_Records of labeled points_
****************

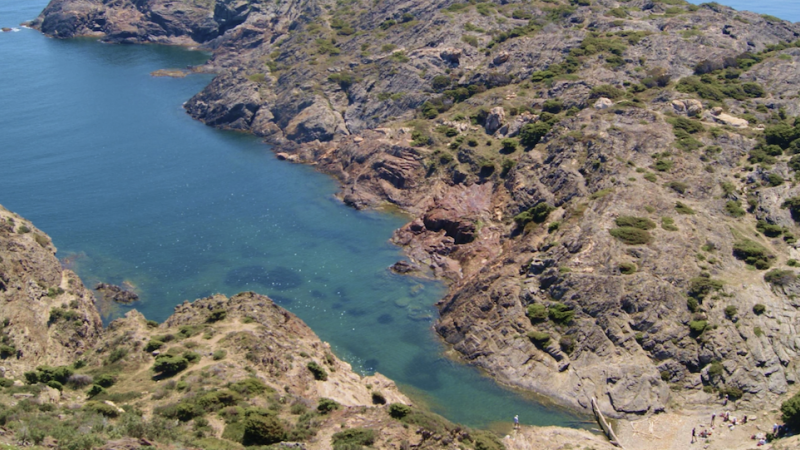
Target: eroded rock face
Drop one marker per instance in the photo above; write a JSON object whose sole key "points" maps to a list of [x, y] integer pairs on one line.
{"points": [[347, 100], [48, 316]]}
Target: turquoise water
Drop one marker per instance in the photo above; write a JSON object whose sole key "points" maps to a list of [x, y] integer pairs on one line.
{"points": [[785, 9], [102, 157]]}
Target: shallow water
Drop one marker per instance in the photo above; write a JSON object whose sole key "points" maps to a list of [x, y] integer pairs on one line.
{"points": [[784, 9], [101, 156]]}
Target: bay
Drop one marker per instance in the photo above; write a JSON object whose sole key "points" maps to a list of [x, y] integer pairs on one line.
{"points": [[100, 155]]}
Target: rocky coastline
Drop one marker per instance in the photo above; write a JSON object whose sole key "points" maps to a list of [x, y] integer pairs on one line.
{"points": [[590, 177]]}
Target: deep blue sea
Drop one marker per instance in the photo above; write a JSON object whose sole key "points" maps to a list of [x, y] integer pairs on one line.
{"points": [[100, 155], [785, 9]]}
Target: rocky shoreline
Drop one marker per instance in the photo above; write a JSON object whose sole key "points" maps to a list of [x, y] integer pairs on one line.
{"points": [[574, 170]]}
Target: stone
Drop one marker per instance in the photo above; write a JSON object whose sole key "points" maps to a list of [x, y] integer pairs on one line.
{"points": [[729, 120], [603, 103], [451, 55], [501, 58], [495, 119]]}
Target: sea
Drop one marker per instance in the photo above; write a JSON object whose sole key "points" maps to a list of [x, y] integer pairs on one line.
{"points": [[100, 155]]}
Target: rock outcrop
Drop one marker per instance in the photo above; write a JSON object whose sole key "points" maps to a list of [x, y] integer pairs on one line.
{"points": [[47, 315], [553, 286]]}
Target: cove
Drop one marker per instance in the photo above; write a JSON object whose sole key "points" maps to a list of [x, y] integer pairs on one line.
{"points": [[100, 155]]}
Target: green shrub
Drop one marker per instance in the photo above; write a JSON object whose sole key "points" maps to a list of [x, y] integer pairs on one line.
{"points": [[7, 351], [539, 338], [262, 430], [715, 369], [170, 365], [631, 236], [794, 207], [105, 380], [378, 398], [668, 223], [399, 410], [537, 312], [153, 345], [353, 439], [606, 90], [318, 372], [509, 145], [752, 253], [249, 387], [94, 391], [192, 357], [780, 277], [663, 165], [101, 408], [734, 208], [327, 405], [641, 223], [686, 125], [733, 392], [678, 186], [217, 315], [700, 287], [537, 214], [790, 412], [117, 354], [532, 133], [561, 313]]}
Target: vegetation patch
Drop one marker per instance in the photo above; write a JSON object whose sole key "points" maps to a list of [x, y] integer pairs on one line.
{"points": [[753, 253], [631, 235]]}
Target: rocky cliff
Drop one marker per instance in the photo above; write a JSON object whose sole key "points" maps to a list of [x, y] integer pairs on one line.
{"points": [[603, 183], [48, 316], [219, 373]]}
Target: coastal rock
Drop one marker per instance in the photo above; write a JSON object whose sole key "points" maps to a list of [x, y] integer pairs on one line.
{"points": [[116, 294], [603, 103], [230, 101], [315, 122], [37, 294], [495, 120]]}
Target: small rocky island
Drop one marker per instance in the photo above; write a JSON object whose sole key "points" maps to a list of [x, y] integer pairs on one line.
{"points": [[607, 186]]}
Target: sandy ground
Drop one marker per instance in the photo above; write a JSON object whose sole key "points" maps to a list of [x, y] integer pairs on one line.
{"points": [[673, 431]]}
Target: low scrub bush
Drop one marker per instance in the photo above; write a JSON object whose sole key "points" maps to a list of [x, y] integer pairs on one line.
{"points": [[318, 372], [752, 253], [537, 313], [354, 438], [561, 313], [631, 235], [641, 223], [539, 338], [780, 277]]}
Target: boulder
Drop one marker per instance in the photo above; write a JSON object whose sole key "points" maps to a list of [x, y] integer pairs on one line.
{"points": [[451, 55], [603, 103], [500, 58], [316, 122], [495, 120]]}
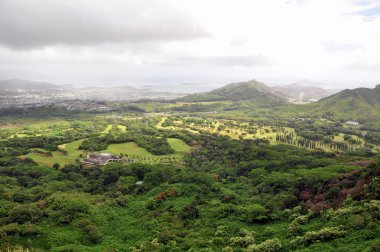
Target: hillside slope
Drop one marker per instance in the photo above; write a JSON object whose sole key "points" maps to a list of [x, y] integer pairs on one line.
{"points": [[361, 104], [240, 91], [16, 84]]}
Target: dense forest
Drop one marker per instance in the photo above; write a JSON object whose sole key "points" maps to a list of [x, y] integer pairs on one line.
{"points": [[226, 192]]}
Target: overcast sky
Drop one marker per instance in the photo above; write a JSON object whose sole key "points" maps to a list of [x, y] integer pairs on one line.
{"points": [[334, 42]]}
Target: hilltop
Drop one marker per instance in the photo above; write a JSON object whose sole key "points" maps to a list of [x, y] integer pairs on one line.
{"points": [[311, 90], [362, 104]]}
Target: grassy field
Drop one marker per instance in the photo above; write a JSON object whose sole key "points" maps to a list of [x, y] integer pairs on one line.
{"points": [[130, 150], [58, 157]]}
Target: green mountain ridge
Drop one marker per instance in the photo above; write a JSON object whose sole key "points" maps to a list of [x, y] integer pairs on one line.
{"points": [[240, 91], [361, 104]]}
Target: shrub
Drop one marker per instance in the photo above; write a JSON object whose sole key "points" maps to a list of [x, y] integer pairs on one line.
{"points": [[244, 239], [324, 234], [271, 245]]}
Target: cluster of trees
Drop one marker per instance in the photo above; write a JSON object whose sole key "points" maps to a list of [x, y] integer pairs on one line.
{"points": [[228, 195]]}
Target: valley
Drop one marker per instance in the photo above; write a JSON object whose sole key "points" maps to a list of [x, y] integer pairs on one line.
{"points": [[226, 175]]}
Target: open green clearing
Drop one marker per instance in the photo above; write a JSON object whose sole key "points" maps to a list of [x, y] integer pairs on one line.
{"points": [[57, 156], [130, 150]]}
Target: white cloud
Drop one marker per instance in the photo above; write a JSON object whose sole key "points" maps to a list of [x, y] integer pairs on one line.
{"points": [[218, 40]]}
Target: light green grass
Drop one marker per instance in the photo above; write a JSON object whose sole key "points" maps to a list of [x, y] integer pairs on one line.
{"points": [[122, 128], [59, 157], [132, 150], [178, 145], [108, 129], [327, 172]]}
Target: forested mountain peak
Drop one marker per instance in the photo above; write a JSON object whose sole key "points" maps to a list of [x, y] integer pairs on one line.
{"points": [[239, 91], [15, 84]]}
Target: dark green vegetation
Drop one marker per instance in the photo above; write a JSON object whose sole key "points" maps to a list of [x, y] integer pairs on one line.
{"points": [[192, 181], [252, 90]]}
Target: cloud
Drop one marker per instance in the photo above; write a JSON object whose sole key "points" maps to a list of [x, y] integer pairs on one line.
{"points": [[334, 47], [28, 24]]}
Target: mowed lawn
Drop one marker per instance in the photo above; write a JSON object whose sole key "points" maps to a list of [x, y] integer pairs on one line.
{"points": [[59, 157], [130, 149], [134, 151]]}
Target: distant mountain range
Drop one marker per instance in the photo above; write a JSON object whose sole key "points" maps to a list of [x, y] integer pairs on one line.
{"points": [[310, 90], [240, 91], [16, 84], [362, 104]]}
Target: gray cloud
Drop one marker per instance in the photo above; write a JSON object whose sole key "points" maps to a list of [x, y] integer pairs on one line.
{"points": [[333, 47], [28, 24], [228, 61]]}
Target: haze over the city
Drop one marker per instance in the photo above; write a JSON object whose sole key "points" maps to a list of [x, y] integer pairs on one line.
{"points": [[162, 42]]}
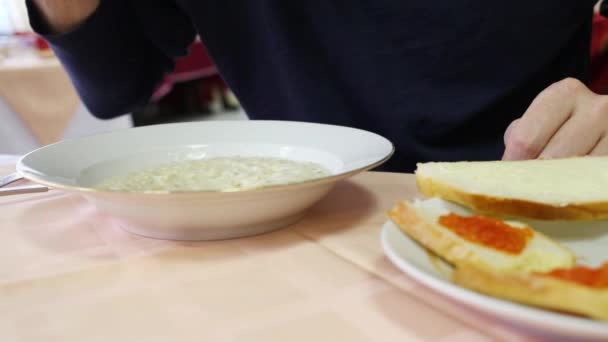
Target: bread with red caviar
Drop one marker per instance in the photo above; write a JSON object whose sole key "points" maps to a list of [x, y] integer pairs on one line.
{"points": [[546, 290], [421, 221], [569, 188]]}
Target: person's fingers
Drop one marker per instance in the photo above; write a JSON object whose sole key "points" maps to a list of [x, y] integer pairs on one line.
{"points": [[547, 113], [579, 135], [601, 148], [509, 130]]}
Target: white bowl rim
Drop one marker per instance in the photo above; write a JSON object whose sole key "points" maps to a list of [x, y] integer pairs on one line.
{"points": [[30, 174]]}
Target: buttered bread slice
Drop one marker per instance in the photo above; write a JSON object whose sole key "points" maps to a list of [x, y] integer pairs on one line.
{"points": [[581, 290], [461, 237], [570, 188]]}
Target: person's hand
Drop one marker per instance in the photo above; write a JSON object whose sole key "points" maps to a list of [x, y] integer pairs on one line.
{"points": [[566, 119], [63, 15]]}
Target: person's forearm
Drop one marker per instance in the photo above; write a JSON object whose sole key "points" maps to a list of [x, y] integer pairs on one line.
{"points": [[64, 15]]}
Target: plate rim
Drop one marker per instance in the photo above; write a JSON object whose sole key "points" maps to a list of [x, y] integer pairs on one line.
{"points": [[537, 319]]}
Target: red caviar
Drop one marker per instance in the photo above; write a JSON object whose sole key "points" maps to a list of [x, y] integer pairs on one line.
{"points": [[488, 232]]}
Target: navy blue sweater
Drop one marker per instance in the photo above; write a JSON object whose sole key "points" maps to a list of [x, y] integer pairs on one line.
{"points": [[441, 79]]}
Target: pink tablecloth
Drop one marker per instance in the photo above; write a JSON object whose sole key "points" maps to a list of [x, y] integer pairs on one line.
{"points": [[69, 274]]}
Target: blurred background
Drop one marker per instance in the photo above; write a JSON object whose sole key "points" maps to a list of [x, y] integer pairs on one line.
{"points": [[39, 106]]}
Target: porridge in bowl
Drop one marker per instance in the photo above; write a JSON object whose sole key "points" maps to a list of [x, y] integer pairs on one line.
{"points": [[217, 174]]}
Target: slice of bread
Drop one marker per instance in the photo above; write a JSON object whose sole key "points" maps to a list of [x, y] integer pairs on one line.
{"points": [[419, 219], [535, 289], [571, 188]]}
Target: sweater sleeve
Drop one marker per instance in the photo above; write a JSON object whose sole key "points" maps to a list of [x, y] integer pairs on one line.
{"points": [[117, 56]]}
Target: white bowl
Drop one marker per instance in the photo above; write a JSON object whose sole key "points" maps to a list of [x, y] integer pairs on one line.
{"points": [[78, 165]]}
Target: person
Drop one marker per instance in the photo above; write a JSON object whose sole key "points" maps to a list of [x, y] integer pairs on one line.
{"points": [[451, 80]]}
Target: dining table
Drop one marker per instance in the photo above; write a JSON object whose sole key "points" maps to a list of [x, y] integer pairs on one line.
{"points": [[70, 273]]}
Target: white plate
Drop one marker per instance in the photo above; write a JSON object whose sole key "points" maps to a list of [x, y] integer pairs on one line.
{"points": [[79, 165], [589, 239]]}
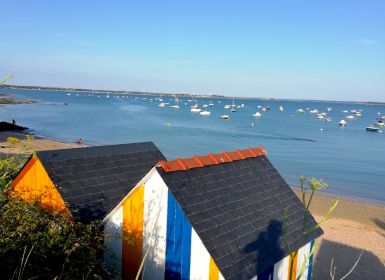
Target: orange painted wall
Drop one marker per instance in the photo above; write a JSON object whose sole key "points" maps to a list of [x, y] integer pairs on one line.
{"points": [[293, 274], [132, 233], [34, 185], [214, 271]]}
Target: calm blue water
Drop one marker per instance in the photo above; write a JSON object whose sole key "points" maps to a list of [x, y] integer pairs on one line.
{"points": [[350, 160]]}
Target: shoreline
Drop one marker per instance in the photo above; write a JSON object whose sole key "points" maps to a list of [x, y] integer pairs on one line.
{"points": [[49, 143], [354, 227], [214, 96]]}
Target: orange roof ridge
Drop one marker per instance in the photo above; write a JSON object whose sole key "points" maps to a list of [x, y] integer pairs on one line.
{"points": [[181, 164]]}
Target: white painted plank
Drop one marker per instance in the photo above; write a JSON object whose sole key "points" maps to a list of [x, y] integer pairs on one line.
{"points": [[155, 227], [113, 241], [200, 259]]}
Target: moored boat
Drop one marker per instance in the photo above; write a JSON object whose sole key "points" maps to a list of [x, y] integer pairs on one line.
{"points": [[372, 128], [195, 110], [205, 113], [342, 123], [380, 122]]}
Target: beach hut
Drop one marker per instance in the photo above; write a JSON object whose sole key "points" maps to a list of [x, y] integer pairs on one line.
{"points": [[218, 216], [86, 183]]}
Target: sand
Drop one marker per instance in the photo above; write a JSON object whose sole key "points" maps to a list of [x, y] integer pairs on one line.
{"points": [[353, 227], [36, 144]]}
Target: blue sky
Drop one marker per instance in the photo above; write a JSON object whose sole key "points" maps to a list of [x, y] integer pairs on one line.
{"points": [[321, 49]]}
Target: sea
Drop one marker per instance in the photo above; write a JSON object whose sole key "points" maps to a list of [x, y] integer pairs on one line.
{"points": [[349, 159]]}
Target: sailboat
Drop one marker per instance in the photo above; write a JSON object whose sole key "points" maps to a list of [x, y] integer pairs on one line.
{"points": [[176, 106], [233, 107]]}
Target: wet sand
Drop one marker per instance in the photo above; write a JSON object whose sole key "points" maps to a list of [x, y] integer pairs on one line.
{"points": [[353, 227], [36, 144]]}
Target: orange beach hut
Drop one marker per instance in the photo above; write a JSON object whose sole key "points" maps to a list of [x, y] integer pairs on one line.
{"points": [[86, 183]]}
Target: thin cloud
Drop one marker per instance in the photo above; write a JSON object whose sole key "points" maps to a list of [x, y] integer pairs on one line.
{"points": [[367, 42]]}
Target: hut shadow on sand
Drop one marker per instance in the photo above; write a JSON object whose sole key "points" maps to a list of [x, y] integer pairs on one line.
{"points": [[369, 266]]}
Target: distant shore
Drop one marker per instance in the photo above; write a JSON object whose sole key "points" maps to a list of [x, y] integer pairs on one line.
{"points": [[193, 95], [353, 227], [5, 99]]}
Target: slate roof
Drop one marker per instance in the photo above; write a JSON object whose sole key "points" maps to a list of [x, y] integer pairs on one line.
{"points": [[93, 180], [236, 208]]}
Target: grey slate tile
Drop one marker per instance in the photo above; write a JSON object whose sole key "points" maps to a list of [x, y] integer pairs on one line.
{"points": [[236, 209], [93, 180]]}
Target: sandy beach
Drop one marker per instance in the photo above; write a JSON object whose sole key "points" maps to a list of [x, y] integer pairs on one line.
{"points": [[353, 227]]}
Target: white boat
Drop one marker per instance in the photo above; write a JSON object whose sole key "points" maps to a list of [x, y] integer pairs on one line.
{"points": [[225, 117], [195, 110], [176, 105], [205, 113], [342, 123], [380, 122], [372, 128]]}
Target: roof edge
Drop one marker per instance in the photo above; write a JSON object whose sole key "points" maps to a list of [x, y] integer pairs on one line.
{"points": [[180, 164]]}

****************

_Task details_
Repeat word for word every line from the one that holds "Target: hut shadow on sand" to the end. Both ends count.

_Result of this exercise_
Target: hut shadow on sand
Drop one marker per instance in the photo above; write a JSON object whose sole key "points" maps to a list of [x, y] integer pairs on one line.
{"points": [[369, 266]]}
Target: distant shore
Drop one marker per instance in the photo above; write a JSON object whose sole key "points" maps to a list of [x, y] integer pairs on one line.
{"points": [[193, 95], [353, 227], [5, 99]]}
Target: slate roof
Drop one marker per instance in the photo above; write a JSON object whose sole key "points" maps to a list of [x, y] integer pairs on one line.
{"points": [[93, 180], [236, 208]]}
Target: grey slate tile
Drop one marker per instance in the photo above; write a JSON object whose sole key "points" maps to a list of [x, y] integer pairs on one line.
{"points": [[236, 209], [93, 180]]}
Target: sandy beach
Drop one marker per instance in the photo above; write a JSON object whose sole key "points" maps to a list of [x, y] integer pairs on one line.
{"points": [[353, 227]]}
Target: white boat
Drop one marker per instance in the photo above; write a JSON object whose sole key "points" maps to a list of [x, y] integer pairs on one line.
{"points": [[225, 117], [195, 110], [176, 105], [205, 113], [342, 123], [380, 122], [372, 128]]}
Target: roof edge
Drop one marker per instance in the photo above; write a JSON object whose sole key "points" maps to a list of [x, y] integer pairs on one line.
{"points": [[180, 164]]}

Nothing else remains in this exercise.